> Your objective: Please copy out every one of the entries below word for word, keeping each line unchanged.

* start Provided records *

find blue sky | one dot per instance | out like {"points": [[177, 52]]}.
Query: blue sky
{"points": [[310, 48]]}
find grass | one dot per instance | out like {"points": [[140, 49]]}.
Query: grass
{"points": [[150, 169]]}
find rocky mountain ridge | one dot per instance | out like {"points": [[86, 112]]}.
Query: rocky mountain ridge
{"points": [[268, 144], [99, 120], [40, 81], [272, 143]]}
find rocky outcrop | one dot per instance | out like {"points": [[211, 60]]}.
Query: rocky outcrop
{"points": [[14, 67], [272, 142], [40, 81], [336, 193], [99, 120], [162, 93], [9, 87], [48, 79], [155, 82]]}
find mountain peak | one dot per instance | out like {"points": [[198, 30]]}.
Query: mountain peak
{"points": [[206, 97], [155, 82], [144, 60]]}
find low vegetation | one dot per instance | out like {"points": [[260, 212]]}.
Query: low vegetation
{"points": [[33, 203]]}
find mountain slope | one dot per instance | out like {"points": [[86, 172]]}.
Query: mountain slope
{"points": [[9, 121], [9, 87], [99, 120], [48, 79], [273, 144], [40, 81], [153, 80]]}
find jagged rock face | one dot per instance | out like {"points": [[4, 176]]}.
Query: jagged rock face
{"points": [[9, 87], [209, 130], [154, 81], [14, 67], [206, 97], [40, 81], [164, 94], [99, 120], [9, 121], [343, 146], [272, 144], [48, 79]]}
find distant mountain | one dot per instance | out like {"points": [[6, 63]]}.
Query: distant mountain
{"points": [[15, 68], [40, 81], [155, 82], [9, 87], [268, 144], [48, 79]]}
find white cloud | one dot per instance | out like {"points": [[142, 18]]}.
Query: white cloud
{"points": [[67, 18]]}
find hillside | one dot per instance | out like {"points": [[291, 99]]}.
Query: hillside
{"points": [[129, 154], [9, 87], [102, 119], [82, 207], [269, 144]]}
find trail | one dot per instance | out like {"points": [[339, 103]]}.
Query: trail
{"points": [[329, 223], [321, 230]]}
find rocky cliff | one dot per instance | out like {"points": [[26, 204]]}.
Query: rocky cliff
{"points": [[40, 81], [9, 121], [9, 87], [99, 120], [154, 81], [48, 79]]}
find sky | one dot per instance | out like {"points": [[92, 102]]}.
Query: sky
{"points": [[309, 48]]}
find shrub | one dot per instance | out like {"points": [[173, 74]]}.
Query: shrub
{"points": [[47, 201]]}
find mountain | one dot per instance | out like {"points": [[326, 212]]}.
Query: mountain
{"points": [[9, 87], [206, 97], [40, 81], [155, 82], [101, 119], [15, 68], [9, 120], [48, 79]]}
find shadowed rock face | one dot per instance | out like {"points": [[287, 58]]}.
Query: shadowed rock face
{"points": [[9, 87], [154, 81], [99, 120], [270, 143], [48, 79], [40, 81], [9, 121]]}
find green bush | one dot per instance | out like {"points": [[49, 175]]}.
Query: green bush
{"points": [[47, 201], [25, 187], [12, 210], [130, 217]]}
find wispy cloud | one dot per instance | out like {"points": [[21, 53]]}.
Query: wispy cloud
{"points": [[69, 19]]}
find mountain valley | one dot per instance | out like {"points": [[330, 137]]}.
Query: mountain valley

* end Provided records *

> Exercise answer:
find blue sky | one dot per instance | out like {"points": [[177, 52]]}.
Query: blue sky
{"points": [[310, 48]]}
find grass | one dot per instance | out like {"points": [[140, 49]]}.
Query: grass
{"points": [[150, 169]]}
find rocky mountain ridge | one dot per instance | out like {"points": [[86, 112]]}.
Query: rocky mountain ridge
{"points": [[268, 144], [99, 120], [40, 81], [272, 143]]}
find rocky outcrop | one dot per instance | out like {"points": [[211, 60]]}.
Query: rocky outcrop
{"points": [[14, 67], [272, 142], [40, 81], [336, 193], [99, 120], [162, 93], [9, 87], [48, 79], [155, 82]]}
find mountain peak | one dot per instance | out like {"points": [[198, 30]]}.
Query: mountain peak
{"points": [[206, 97], [155, 82], [144, 60]]}
find low vegetation | one dot per instance | out like {"points": [[260, 212]]}.
Query: low vegetation
{"points": [[33, 203]]}
find mountain slope | one dot per instance | out like {"points": [[86, 172]]}.
Query: mountain slope
{"points": [[9, 121], [9, 87], [99, 120], [48, 79], [273, 144], [40, 81], [153, 80]]}
find jagged rock face | one dot per instance | out like {"points": [[4, 176]]}.
Query: jagged rock face
{"points": [[9, 87], [209, 130], [154, 81], [14, 67], [206, 97], [40, 81], [164, 94], [99, 120], [9, 121], [343, 146], [272, 144], [48, 79]]}
find distant mountain | one dot per instance | out like {"points": [[6, 63]]}.
Query: distant mountain
{"points": [[15, 68], [40, 81], [155, 82], [9, 87], [268, 144], [48, 79]]}
find white cloud | one dot per instance | out like {"points": [[142, 18]]}.
Query: white cloud
{"points": [[67, 18]]}
find hillside | one dot per instance | out like {"points": [[291, 99]]}.
Query: hillside
{"points": [[129, 154], [9, 87], [102, 119], [82, 207], [269, 144]]}
find trail | one dot per instance | out like {"points": [[339, 103]]}.
Query: trail
{"points": [[329, 223], [321, 230]]}
find rocky cliff | one dot per instance | out like {"points": [[26, 204]]}.
Query: rocky cliff
{"points": [[40, 81], [9, 121], [9, 87], [99, 120], [154, 81], [48, 79]]}
find sky | one dot per instance | out like {"points": [[92, 102]]}.
Query: sky
{"points": [[309, 48]]}
find shrub | one dot per instance | out like {"points": [[173, 74]]}.
Query: shrub
{"points": [[47, 201]]}
find mountain | one dot per instance | out like {"points": [[326, 212]]}.
Query: mountain
{"points": [[9, 87], [206, 97], [40, 81], [155, 82], [101, 119], [15, 68], [9, 120], [48, 79]]}
find shadowed rock face | one dot per instance | out like {"points": [[287, 58]]}.
Query: shadowed rock face
{"points": [[9, 87], [154, 81], [99, 120], [270, 143], [48, 79], [40, 81], [9, 121]]}
find green bush | one dot per instance | out like {"points": [[49, 175]]}.
Query: green bush
{"points": [[47, 201], [25, 187], [12, 210], [130, 217]]}
find wispy cloud | one dot per instance | out like {"points": [[21, 53]]}.
Query: wispy cloud
{"points": [[69, 19]]}
find mountain valley | one dot per instance | out like {"points": [[330, 137]]}.
Query: mountain valley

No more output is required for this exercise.